> _Testo fornito_:
Skip to main content
AutoriFrasi Belle

Le frasi più belle di Jonathan Safran Foer

Annunci

Jonathan Safran Foer (Washington, 21 febbraio 1977) è uno scrittore e saggista statunitense.

Nel libro “Se niente importa”, Jonathan Safran Foer descrive l’impatto ambientale degli allevamenti intensivi, le sofferenze patite dagli animali da macello e la sua decisione di abbracciare il vegetarianismo per rispetto dei diritti degli animali.
Recentamente è uscito in Italia “Possiamo salvare il mondo prima di cena. Perché il clima siamo noi”, dove lo scrittore americano affronta il tema dei cambiamenti climatici e dell’emergenza ambientale.

Presento una raccolta delle frasi più belle di Jonathan Safran Foer. Tra i temi correlati si veda Le frasi più belle di Neil Gaiman, Frasi, citazioni e aforismi sui vegetariani e vegani e Frasi, citazioni e aforismi sul clima e i cambiamenti climatici.

**

Le frasi più belle di Jonathan Safran Foer

**

Molto forte, incredibilmente vicino (Extremely Loud and Incredibly Close, 2005)

E il cuore mi va in pezzi, certo, in ogni momento di ogni giorno, in più pezzi di quanti compongano il mio cuore.

Io penso, penso, penso, pensando sono uscito dalla felicità un milione di volte, e mai una volta che vi sia entrato.

Che rimpianto, pensare che serve una vita per imparare a vivere una vita.

La timidezza è quando distogli lo sguardo da una cosa che vuoi. La vergogna è quando distogli lo sguardo da una cosa che non vuoi.

Qualche volta sono schiacciato sotto il peso di tutte le vite che non sto vivendo.

Il tempo passava come una mano che saluta da un treno sul quale avrei voluto essere.

Da bambina la mia vita era una musica che suonava sempre più forte. Tutto mi emozionava. Un cane che seguiva uno sconosciuto. Era una sensazione così intensa. Un calendario aperto sul mese sbagliato. Avrei potuto piangerci sopra. E piangevo. Quando finiva il fumo di un camino. Il modo in cui una bottiglia rovesciata si appoggiava sull’orlo della tavola.
Ho passato la mia vita imparando a sentire di meno.
Sento di meno ogni giorno.

> _Righe salvate_:
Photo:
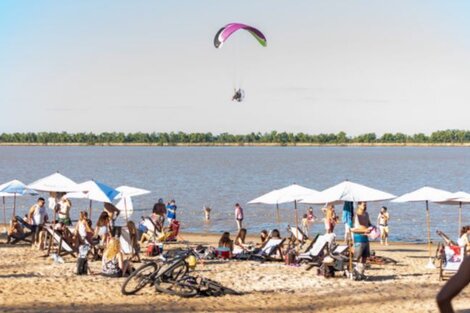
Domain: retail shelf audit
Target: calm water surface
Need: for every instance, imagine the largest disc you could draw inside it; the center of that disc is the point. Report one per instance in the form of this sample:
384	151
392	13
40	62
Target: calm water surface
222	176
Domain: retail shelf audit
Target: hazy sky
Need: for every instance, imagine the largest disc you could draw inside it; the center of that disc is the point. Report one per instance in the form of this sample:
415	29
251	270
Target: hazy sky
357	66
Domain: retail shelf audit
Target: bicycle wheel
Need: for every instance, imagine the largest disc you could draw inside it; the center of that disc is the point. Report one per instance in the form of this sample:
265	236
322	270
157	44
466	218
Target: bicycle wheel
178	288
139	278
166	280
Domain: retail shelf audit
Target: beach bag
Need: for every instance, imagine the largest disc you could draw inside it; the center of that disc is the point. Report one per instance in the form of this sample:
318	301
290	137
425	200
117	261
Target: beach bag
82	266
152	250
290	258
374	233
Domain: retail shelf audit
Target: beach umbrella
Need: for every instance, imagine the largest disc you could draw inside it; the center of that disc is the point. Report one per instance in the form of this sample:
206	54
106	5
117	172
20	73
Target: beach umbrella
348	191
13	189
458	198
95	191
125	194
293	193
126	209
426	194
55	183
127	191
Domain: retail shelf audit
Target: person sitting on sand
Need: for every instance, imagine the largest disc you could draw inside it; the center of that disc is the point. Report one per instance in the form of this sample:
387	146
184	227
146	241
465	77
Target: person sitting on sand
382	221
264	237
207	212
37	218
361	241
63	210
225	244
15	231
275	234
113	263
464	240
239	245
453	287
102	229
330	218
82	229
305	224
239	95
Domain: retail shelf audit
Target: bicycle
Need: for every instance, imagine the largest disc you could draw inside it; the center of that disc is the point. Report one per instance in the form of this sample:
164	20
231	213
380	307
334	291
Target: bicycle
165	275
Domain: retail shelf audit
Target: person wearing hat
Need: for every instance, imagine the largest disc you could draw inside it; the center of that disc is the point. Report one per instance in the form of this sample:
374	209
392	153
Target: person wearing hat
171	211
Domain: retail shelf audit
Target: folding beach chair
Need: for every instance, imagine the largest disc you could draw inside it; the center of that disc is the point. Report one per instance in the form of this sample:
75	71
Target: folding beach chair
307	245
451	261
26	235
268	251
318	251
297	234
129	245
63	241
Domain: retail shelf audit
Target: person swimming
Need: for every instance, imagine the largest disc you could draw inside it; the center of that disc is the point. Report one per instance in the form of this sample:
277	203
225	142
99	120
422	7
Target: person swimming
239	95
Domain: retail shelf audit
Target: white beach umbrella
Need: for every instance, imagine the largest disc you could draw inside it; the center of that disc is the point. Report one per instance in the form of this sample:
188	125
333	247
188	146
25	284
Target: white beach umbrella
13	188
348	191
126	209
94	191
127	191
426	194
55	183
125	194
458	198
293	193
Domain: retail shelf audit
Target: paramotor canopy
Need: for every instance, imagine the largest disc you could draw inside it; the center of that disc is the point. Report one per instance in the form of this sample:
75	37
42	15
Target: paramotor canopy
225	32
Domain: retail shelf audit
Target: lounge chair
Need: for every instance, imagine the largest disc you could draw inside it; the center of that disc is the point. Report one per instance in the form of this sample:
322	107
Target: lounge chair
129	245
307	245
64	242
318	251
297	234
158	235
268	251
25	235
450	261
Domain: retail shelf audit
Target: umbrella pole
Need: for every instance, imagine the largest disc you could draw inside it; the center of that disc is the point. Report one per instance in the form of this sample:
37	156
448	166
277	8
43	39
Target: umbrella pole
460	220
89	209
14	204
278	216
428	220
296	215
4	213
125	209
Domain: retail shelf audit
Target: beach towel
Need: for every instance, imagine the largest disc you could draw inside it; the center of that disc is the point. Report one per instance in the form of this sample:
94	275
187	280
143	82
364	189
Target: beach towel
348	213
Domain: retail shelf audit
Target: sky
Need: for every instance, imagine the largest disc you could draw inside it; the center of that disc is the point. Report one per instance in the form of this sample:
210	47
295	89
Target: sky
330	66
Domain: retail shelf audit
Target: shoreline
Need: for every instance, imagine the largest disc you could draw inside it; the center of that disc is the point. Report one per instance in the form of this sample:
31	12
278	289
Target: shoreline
---
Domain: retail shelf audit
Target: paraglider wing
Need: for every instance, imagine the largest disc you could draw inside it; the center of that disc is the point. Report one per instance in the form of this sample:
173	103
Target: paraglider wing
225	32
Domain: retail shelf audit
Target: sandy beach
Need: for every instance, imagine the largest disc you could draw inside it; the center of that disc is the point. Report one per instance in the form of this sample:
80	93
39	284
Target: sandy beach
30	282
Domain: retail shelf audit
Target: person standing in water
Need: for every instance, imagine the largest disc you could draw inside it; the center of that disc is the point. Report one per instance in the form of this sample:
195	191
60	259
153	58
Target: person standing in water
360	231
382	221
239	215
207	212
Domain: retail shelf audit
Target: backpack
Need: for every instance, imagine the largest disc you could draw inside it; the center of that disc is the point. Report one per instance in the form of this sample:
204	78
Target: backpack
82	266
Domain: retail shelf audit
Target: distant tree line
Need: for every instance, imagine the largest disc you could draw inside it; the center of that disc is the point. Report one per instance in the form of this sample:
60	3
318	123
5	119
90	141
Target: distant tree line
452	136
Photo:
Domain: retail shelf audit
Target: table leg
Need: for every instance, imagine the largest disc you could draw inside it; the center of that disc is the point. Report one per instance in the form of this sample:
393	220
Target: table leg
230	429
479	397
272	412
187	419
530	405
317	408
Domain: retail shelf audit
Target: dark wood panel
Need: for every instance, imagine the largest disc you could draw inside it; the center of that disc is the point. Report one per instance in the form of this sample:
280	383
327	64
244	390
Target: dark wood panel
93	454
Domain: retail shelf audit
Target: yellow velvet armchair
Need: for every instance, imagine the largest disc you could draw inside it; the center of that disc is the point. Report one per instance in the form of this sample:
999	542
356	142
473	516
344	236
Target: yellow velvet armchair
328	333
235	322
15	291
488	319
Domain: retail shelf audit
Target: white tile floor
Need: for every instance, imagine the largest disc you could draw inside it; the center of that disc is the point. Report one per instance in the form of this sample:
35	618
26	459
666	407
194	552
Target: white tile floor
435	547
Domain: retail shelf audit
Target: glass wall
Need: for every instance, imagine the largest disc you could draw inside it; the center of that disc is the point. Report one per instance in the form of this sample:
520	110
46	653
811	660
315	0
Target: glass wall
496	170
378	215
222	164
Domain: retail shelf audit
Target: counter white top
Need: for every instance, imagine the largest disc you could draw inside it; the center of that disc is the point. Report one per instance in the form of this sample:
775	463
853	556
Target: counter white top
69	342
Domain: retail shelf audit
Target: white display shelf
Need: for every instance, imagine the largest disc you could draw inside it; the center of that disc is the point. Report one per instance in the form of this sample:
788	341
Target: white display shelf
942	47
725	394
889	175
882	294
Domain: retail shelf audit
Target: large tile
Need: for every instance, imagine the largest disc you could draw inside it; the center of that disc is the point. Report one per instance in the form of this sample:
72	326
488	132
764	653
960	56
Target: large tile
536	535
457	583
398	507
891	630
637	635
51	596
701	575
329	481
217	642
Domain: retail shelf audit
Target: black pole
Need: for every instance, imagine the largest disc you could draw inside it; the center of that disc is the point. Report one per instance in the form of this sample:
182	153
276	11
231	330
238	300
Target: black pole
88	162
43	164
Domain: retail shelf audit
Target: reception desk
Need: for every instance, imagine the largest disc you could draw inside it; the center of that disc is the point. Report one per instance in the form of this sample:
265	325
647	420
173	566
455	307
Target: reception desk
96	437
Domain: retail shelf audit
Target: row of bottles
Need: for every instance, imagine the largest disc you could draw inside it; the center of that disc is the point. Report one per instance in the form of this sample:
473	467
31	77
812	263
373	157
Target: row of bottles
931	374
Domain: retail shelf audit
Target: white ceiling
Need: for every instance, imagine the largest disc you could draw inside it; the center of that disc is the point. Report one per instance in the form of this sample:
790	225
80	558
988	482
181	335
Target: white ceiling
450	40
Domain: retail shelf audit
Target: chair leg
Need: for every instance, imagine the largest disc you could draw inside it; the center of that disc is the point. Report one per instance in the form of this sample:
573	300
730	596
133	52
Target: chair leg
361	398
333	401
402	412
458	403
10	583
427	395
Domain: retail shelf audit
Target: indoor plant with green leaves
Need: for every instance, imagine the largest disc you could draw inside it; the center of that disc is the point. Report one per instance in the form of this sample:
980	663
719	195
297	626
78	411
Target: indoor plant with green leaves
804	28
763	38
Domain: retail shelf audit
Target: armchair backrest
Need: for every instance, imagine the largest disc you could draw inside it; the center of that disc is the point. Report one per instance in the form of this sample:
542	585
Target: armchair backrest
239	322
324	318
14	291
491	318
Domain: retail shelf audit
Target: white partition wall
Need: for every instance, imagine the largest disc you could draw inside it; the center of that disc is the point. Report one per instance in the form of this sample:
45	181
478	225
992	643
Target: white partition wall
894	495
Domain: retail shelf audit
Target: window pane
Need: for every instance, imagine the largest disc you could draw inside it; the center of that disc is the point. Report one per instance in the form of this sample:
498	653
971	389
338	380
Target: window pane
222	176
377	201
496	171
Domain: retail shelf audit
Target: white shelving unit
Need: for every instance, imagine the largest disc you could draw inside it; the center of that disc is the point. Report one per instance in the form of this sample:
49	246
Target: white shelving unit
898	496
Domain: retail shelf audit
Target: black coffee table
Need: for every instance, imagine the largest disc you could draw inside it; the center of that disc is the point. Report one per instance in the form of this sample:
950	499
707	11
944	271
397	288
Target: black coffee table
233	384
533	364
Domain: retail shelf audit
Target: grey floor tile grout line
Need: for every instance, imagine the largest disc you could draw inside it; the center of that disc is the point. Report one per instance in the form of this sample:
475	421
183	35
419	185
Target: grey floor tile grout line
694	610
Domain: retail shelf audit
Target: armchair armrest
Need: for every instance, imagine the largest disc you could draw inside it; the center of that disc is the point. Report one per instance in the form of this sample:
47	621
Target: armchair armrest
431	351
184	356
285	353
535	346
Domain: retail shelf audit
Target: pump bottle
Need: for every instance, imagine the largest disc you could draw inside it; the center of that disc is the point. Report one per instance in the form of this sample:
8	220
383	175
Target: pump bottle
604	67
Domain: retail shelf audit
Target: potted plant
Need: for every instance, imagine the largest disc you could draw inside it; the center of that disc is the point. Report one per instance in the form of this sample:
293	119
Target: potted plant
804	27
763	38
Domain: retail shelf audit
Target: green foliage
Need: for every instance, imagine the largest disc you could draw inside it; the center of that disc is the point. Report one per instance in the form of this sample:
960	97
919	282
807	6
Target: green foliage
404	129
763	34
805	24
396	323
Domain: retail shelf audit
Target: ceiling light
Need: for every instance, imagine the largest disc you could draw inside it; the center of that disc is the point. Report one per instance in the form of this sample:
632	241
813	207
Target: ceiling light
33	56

> _Richiesta 1_: Secondo il testo su Jonathan Safran Foer, in quale città è nato lo scrittore?
> _Richiesta 2_: Prosegui il testo su Jonathan Safran Foer a partire dalla sua ultima frase.

> _Risultato finale 1_: A Washington.

> _Risultato finale 2_:
Non ci si può difendere dalla tristezza senza difendersi dalla felicità.

Mi mancavi già quando ero con te. E’ sempre stato questo il mio problema. Mi manca quello che già ho e mi circondo di cose mancanti.

C’erano cose che volevo dirgli. Ma sapevo che gli avrebbero fatto male. Così le seppellii e lasciai che facessero male a me.

«Che cosa intendi per seppellire i tuoi sentimenti?» «Anche se saranno fortissimi non li lascerò uscire. Se dovrò piangere, piangerò dentro. Se dovrò sanguinare, mi verranno dei lividi. Se il mio cuore comincerà a dare i numeri, non ne parlerò con nessuno al mondo. Tanto non serve. Rovina solamente la vita a tutti.»

Quando ti guardavo, la mia vita aveva senso. Anche le cose brutte avevano senso, perché erano necessarie a renderti possibile.

Fondamentalmente i nomi sono l’unica cosa che resta ai morti.

Anche se era relativamente insignificante, era qualcosa, e io avevo bisogno di fare qualcosa, come gli squali che se non nuotano muoiono.

Le piaceva saltare sul letto. Aveva saltato sul letto per tanti anni che un pomeriggio, mentre la guardavo saltare, il materasso si sfasciò. La cameretta si riempì di piume. Le nostre risate le tenevano in aria. Pensai agli uccelli. Avrebbero volato se, da qualche parte, non ci fosse stato qualcuno che rideva?

Ridemmo insieme e da soli, a squarciagola e in silenzio, eravamo decisi a ignorare qualunque cosa andasse ignorata, decisi a costruire un nuovo mondo dal nulla, se nulla si poteva salvare del nostro mondo, fu uno dei giorni più belli della mia vita, un giorno in cui vissi la mia vita e non pensai affatto alla mia vita..

Ho pensato a tutte le cose che tutti ci diciamo l’un l’altro, e che tutti dobbiamo morire, o fra un millisecondo, o fra giorni, o fra mesi, o fra 76 anni e mezzo se uno è appena nato. Tutto quello che è nato deve morire, e questo significa che le nostre vite sono come i grattacieli. Il fumo sale a velocità diverse, ma le vite sono tutte in fiamme, e tutti siamo in trappola.

Decidemmo di creare un Luogo di Niente nel soggiorno, sembrava indispensabile perché a volte uno ha bisogno di sparire mentre sta nel soggiorno e a volte uno ha voglia di sparire e basta.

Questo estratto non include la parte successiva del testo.